_Problem requirements_. Your task is to output every record exactly as it is given.

_Records for processing_.
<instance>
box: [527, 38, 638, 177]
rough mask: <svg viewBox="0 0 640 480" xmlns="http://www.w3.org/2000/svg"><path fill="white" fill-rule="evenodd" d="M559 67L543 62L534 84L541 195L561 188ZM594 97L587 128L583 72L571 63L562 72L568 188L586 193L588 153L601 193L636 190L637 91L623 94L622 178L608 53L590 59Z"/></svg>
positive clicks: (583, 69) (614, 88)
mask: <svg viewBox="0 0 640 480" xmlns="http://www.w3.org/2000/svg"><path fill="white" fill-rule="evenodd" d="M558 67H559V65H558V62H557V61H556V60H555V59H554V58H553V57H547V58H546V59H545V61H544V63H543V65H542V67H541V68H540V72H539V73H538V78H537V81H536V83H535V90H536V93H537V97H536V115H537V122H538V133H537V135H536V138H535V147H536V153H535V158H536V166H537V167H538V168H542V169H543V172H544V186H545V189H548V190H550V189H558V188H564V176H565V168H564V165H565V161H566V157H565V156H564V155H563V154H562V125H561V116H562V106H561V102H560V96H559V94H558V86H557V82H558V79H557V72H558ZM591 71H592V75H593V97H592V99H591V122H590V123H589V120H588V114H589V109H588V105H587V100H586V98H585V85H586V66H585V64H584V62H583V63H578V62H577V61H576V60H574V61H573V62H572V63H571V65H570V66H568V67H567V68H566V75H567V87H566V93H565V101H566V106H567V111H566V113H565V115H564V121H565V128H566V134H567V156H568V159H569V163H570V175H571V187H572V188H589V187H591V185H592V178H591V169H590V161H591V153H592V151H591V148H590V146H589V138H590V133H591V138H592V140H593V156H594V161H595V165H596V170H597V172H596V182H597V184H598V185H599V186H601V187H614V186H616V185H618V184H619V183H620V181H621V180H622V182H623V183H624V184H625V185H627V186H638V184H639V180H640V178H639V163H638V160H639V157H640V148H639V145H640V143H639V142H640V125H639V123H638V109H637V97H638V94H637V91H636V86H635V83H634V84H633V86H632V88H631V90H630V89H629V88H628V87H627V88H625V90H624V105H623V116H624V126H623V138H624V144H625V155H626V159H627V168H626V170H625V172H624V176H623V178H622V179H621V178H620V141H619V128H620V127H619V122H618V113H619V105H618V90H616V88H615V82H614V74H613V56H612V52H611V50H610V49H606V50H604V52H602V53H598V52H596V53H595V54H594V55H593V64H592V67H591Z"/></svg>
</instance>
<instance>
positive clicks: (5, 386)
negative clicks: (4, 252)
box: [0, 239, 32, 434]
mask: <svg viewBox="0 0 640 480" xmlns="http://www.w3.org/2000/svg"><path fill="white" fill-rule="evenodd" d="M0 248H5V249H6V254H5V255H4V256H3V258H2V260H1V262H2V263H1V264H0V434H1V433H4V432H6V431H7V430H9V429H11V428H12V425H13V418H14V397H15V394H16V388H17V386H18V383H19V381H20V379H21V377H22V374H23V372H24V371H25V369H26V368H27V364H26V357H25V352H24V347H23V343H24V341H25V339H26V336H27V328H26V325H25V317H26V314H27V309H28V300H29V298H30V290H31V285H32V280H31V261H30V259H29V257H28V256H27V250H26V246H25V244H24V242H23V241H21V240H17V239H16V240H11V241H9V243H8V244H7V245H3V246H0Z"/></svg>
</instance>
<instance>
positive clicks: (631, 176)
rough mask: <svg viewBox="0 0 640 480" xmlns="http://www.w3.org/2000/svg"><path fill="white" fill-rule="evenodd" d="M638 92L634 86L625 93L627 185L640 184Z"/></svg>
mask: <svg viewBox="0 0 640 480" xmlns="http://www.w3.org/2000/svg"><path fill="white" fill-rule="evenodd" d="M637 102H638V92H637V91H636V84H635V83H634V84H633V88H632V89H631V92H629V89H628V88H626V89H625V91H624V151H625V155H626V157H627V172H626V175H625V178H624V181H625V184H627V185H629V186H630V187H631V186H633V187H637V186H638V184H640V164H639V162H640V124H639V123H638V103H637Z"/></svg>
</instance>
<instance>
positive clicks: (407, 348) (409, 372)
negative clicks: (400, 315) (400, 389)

_Exercise result_.
<instance>
box: [527, 38, 638, 177]
rough mask: <svg viewBox="0 0 640 480" xmlns="http://www.w3.org/2000/svg"><path fill="white" fill-rule="evenodd" d="M559 67L543 62L534 84L541 195L561 188ZM594 97L587 128L583 72L571 63L562 72L568 188L586 193L588 153L601 193L636 190L637 91L623 94L622 178L608 53L590 59Z"/></svg>
positive clicks: (583, 69) (614, 88)
mask: <svg viewBox="0 0 640 480" xmlns="http://www.w3.org/2000/svg"><path fill="white" fill-rule="evenodd" d="M558 67H559V65H558V62H557V61H556V60H555V59H554V58H553V57H547V58H546V59H545V61H544V63H543V65H542V67H541V68H540V72H539V73H538V78H537V81H536V83H535V90H536V93H537V97H536V115H537V122H538V133H537V135H536V138H535V147H536V153H535V158H536V166H537V167H538V168H542V169H543V172H544V186H545V189H548V190H550V189H558V188H564V176H565V168H564V165H565V161H566V157H565V156H564V155H563V154H562V125H561V116H562V106H561V102H560V96H559V94H558V86H557V82H558V79H557V72H558ZM591 71H592V75H593V97H592V99H591V122H590V123H589V120H588V114H589V109H588V105H587V100H586V98H585V85H586V66H585V64H584V62H583V63H578V62H577V61H576V60H574V61H573V62H572V63H571V65H570V66H568V67H567V68H566V75H567V87H566V93H565V101H566V106H567V111H566V113H565V115H564V121H565V128H566V134H567V156H568V159H569V163H570V175H571V187H572V188H589V187H591V185H592V178H591V169H590V161H591V153H592V151H591V148H590V146H589V138H590V133H591V138H592V140H593V156H594V161H595V165H596V170H597V172H596V182H597V184H598V185H599V186H601V187H614V186H616V185H618V184H619V183H620V181H621V180H622V182H623V183H624V184H625V185H627V186H638V184H639V180H640V178H639V163H638V160H639V157H640V148H639V145H640V143H639V142H640V125H639V123H638V109H637V97H638V94H637V91H636V86H635V83H634V84H633V86H632V88H631V90H630V89H629V88H628V87H627V88H625V90H624V105H623V116H624V126H623V138H624V144H625V155H626V159H627V168H626V170H625V172H624V176H623V178H622V179H621V178H620V141H619V128H620V127H619V122H618V113H619V105H618V90H616V88H615V82H614V74H613V56H612V52H611V50H610V49H606V50H604V52H602V53H598V52H596V53H595V54H594V55H593V64H592V67H591Z"/></svg>
</instance>
<instance>
positive clicks: (5, 386)
negative clicks: (4, 252)
box: [0, 239, 32, 434]
mask: <svg viewBox="0 0 640 480" xmlns="http://www.w3.org/2000/svg"><path fill="white" fill-rule="evenodd" d="M0 248H5V249H6V254H5V255H4V256H3V258H2V260H1V262H2V263H1V264H0V434H1V433H4V432H6V431H7V430H9V429H11V428H12V425H13V418H14V397H15V394H16V388H17V386H18V383H19V381H20V379H21V377H22V374H23V372H24V371H25V369H26V368H27V364H26V357H25V352H24V347H23V343H24V341H25V339H26V336H27V328H26V325H25V317H26V314H27V309H28V300H29V298H30V290H31V285H32V280H31V261H30V259H29V257H28V256H27V250H26V246H25V244H24V242H23V241H21V240H17V239H16V240H11V241H9V243H8V244H7V245H3V246H0Z"/></svg>
</instance>
<instance>
positive clicks: (631, 176)
rough mask: <svg viewBox="0 0 640 480" xmlns="http://www.w3.org/2000/svg"><path fill="white" fill-rule="evenodd" d="M638 92L634 86L625 93L627 185L640 184Z"/></svg>
mask: <svg viewBox="0 0 640 480" xmlns="http://www.w3.org/2000/svg"><path fill="white" fill-rule="evenodd" d="M637 102H638V92H637V91H636V84H635V83H634V84H633V88H632V89H631V92H629V89H628V88H626V89H625V91H624V151H625V155H626V157H627V172H626V175H625V178H624V181H625V184H627V185H629V186H630V187H631V186H633V187H637V186H638V184H640V164H639V162H640V124H639V123H638V103H637Z"/></svg>
</instance>
<instance>
positive clicks: (407, 348) (409, 372)
negative clicks: (400, 315) (400, 389)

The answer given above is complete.